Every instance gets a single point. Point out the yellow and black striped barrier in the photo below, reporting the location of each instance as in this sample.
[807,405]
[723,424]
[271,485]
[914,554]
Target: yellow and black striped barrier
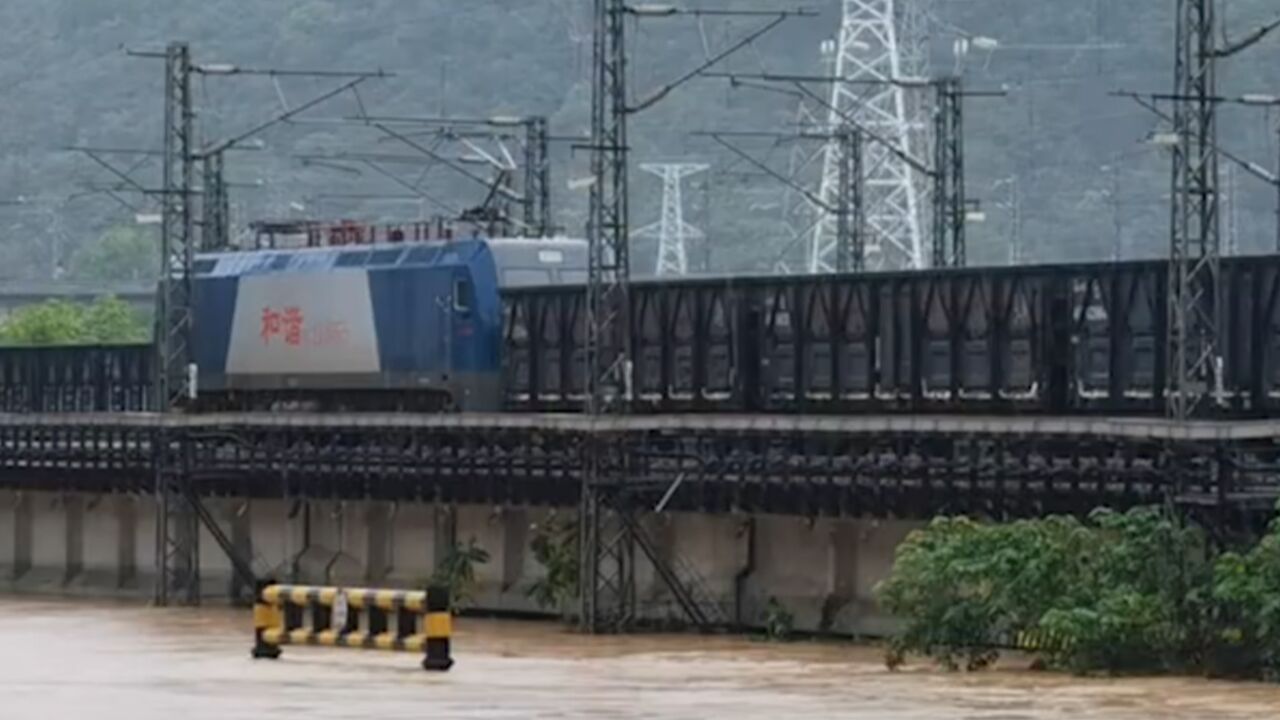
[375,619]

================================

**Task description:**
Reproduce each line of the records exactly and exclude any images.

**Task response:**
Every instance gets a single point. Point out the yellow and black striped barrier in the photo below, reporting the location of each instance as in this sample.
[807,405]
[723,424]
[271,485]
[914,554]
Target: yellow and black striped barrier
[375,619]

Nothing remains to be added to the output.